#### [Stored data]
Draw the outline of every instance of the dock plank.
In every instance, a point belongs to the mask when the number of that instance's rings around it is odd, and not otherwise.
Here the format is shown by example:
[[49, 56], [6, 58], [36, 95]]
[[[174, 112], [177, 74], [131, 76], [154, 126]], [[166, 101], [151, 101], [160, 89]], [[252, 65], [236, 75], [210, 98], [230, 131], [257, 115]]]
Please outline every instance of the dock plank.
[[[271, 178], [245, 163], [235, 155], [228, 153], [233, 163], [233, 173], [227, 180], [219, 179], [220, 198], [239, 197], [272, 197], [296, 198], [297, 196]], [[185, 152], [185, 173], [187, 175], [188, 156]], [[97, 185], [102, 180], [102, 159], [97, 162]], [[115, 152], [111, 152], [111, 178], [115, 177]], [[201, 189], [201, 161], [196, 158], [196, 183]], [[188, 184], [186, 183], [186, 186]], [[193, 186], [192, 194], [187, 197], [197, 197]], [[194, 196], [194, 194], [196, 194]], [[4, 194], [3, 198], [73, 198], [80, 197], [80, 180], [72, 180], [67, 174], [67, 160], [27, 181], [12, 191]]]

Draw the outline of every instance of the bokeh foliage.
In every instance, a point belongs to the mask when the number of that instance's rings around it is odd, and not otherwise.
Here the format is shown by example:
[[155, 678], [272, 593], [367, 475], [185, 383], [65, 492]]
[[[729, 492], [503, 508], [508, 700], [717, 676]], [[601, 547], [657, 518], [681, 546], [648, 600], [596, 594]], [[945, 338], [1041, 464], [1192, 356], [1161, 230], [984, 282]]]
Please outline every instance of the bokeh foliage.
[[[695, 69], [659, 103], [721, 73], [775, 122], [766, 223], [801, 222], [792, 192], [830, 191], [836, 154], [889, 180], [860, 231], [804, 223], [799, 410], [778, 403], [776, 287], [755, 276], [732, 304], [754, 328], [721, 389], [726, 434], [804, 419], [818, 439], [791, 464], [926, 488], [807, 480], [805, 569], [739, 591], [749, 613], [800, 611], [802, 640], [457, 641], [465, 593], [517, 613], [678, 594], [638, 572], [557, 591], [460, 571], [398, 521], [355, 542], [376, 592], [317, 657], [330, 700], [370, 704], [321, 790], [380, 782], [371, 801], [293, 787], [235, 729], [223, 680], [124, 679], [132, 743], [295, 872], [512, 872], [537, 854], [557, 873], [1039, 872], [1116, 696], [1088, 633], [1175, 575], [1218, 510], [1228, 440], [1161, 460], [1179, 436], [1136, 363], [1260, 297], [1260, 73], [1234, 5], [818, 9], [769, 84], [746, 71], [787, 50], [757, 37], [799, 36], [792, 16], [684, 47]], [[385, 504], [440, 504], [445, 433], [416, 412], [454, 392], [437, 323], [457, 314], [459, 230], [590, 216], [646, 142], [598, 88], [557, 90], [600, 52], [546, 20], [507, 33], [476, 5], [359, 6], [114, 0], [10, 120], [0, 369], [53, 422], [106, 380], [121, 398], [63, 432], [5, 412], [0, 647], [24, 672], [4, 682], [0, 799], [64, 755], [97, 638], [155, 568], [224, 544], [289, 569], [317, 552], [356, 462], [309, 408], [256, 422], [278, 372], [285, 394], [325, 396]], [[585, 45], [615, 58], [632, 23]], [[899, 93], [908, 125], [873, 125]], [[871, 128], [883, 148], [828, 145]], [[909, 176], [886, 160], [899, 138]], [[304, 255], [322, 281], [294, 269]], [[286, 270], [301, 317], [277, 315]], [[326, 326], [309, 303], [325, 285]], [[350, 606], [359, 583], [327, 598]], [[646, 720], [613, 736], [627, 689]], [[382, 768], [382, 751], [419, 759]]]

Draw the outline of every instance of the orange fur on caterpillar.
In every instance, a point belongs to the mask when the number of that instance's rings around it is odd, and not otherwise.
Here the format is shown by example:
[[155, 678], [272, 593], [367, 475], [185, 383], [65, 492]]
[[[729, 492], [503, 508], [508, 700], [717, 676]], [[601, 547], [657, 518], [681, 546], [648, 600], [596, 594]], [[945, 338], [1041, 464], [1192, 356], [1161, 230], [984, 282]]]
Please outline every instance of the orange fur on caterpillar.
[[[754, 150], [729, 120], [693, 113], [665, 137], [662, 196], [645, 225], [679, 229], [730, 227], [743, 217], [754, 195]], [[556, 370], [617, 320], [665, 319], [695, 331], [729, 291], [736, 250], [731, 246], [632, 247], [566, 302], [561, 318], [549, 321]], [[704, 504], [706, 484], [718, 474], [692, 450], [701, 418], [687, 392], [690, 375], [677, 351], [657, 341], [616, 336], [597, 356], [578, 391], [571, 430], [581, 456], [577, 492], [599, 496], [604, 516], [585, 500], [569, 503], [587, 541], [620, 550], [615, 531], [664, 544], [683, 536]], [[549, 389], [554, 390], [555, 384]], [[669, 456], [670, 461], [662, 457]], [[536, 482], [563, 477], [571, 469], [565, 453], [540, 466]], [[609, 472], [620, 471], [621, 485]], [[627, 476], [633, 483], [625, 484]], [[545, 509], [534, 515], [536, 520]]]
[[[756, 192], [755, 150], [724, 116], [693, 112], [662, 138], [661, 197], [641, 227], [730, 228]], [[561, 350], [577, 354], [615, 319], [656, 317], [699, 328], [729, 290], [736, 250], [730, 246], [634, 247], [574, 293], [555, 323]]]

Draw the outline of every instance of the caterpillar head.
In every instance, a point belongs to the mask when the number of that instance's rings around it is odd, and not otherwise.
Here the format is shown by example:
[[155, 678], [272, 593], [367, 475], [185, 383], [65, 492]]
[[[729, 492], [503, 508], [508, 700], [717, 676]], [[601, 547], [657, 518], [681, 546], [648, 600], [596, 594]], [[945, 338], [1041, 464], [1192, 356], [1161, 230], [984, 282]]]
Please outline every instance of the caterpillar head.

#### [Activity]
Show each line in the data where the string "Draw" appears.

#### [Output for this task]
Draw the outline of every instance of the dock plank.
Draw the outline of every instance of the bokeh foliage.
Draw the outline of every instance of the orange fur on caterpillar.
Draw the outline of every instance of the caterpillar head.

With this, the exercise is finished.